**Exercise**
Please present the rows below as a numbered list, one line per item, skipping blank lines and leaving out the pictures.

**Records for processing**
◇ ◇ ◇ ◇

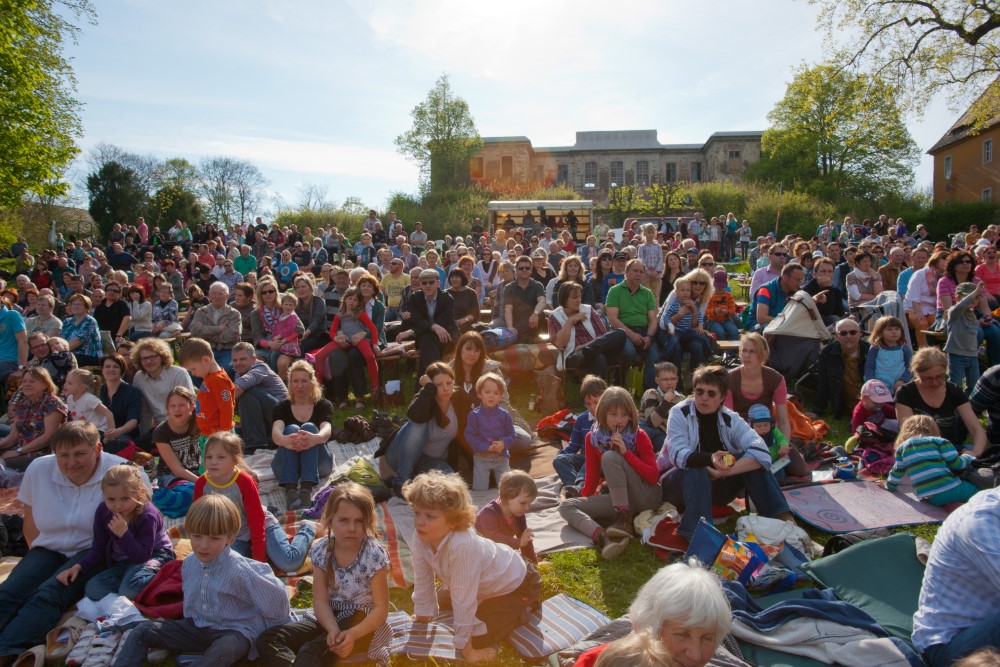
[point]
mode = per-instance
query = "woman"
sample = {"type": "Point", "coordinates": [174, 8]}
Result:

◇ ◇ ◇ ◇

**The response**
1. [point]
2. mode = per-instance
3. query = "woman"
4. sample = {"type": "Point", "coordinates": [174, 8]}
5. Result:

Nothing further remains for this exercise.